_Task directions:_
What is the number of lines in these records with "positive" in them? Answer with that number only.

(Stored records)
- Opening Delimiter -

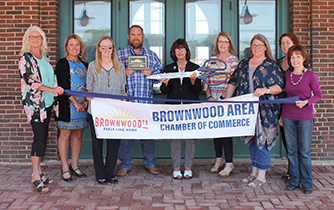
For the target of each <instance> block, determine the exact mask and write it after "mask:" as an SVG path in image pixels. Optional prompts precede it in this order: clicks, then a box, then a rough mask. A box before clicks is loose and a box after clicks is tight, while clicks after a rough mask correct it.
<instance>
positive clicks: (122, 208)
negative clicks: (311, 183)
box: [0, 159, 334, 210]
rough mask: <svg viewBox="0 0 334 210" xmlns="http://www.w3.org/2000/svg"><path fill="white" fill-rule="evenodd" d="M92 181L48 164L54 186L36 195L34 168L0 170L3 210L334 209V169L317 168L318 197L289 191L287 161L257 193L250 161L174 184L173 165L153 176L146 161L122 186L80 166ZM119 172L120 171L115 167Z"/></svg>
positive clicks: (131, 174) (140, 166)
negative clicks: (8, 209) (108, 182)
mask: <svg viewBox="0 0 334 210" xmlns="http://www.w3.org/2000/svg"><path fill="white" fill-rule="evenodd" d="M80 163H81V166H80V169H81V170H82V171H83V172H85V173H86V174H87V175H88V177H87V178H82V179H77V178H76V177H73V178H74V180H73V181H72V182H71V183H67V182H64V181H62V180H61V173H60V170H61V165H60V162H59V161H47V162H46V164H45V165H44V166H43V170H44V172H45V173H46V174H48V176H49V177H50V178H52V179H53V180H54V182H55V183H54V184H53V185H51V186H50V192H49V193H48V194H38V193H36V192H33V191H32V190H31V184H30V174H31V171H32V170H31V166H30V165H0V209H120V210H127V209H132V210H137V209H145V210H147V209H152V210H153V209H154V210H160V209H161V210H172V209H203V210H204V209H209V210H219V209H256V210H260V209H322V210H325V209H334V180H333V177H334V174H333V172H334V167H333V166H332V165H315V166H313V182H314V184H313V193H312V194H311V195H304V194H303V192H302V190H299V189H297V190H295V191H286V190H285V188H286V184H285V183H284V181H283V180H281V176H282V175H283V174H284V173H285V172H286V160H281V159H273V161H272V167H271V170H270V171H269V172H268V173H267V180H268V184H267V185H265V186H264V187H262V188H257V189H253V188H250V187H248V186H247V185H245V184H242V183H241V179H242V178H244V177H246V176H248V175H249V173H250V171H251V164H250V163H249V161H243V160H242V159H236V160H235V164H236V168H235V170H234V173H233V174H232V175H231V176H230V177H228V178H221V177H219V176H218V174H212V173H210V172H209V170H210V168H211V167H212V164H213V163H214V160H213V159H204V160H203V159H199V160H198V159H196V160H195V162H194V166H193V173H194V176H193V178H192V179H190V180H174V179H173V178H172V176H171V172H172V167H171V160H169V159H159V160H158V164H157V167H158V168H159V170H160V171H161V174H159V175H151V174H149V173H148V172H147V171H146V170H145V168H144V166H143V164H142V160H134V161H133V166H132V171H131V172H130V173H129V174H128V175H127V176H126V177H120V178H118V180H119V183H118V184H117V185H112V184H110V183H108V185H106V186H101V185H99V184H98V183H97V182H96V181H95V175H94V168H93V163H92V161H80ZM116 169H118V167H116Z"/></svg>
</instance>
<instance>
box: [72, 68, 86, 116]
mask: <svg viewBox="0 0 334 210" xmlns="http://www.w3.org/2000/svg"><path fill="white" fill-rule="evenodd" d="M68 63H69V65H70V74H71V90H74V91H80V92H86V76H87V69H86V67H85V65H84V64H83V63H82V62H81V61H68ZM75 98H76V99H77V101H78V102H79V103H80V104H84V103H85V102H86V98H85V97H81V96H80V97H78V96H75ZM70 109H71V119H80V118H87V112H86V111H83V112H77V111H76V109H75V106H74V104H73V103H72V102H71V103H70Z"/></svg>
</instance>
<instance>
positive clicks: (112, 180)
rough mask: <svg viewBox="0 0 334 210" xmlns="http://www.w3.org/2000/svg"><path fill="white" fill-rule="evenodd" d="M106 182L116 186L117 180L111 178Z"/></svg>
mask: <svg viewBox="0 0 334 210" xmlns="http://www.w3.org/2000/svg"><path fill="white" fill-rule="evenodd" d="M107 182H110V183H111V184H117V183H118V180H117V179H116V178H112V179H110V180H109V179H107Z"/></svg>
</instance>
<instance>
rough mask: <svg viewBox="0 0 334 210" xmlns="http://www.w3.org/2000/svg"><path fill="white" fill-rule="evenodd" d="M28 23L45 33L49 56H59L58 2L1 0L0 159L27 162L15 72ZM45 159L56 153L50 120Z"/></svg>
mask: <svg viewBox="0 0 334 210" xmlns="http://www.w3.org/2000/svg"><path fill="white" fill-rule="evenodd" d="M31 25H38V26H40V27H41V28H42V29H43V30H44V32H45V33H46V36H47V39H48V40H47V43H48V44H49V49H50V51H49V53H48V54H49V56H50V58H51V60H52V63H53V64H55V63H56V61H57V59H58V58H57V55H58V1H55V0H53V1H51V0H50V1H49V0H31V1H28V0H27V1H21V0H19V1H13V0H10V1H9V0H1V2H0V61H1V62H0V162H30V149H31V142H32V130H31V126H30V124H29V123H28V122H27V117H26V116H25V114H24V112H23V107H22V106H21V90H20V81H19V73H18V66H17V63H18V59H19V56H20V55H19V52H20V50H21V46H22V37H23V35H24V33H25V31H26V30H27V28H28V27H30V26H31ZM49 136H50V137H49V141H48V146H47V154H46V158H50V157H52V158H55V157H56V152H57V150H56V149H57V141H56V139H57V138H56V126H55V122H54V121H53V120H52V121H51V125H50V130H49Z"/></svg>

- Closing Delimiter -

_Result:_
3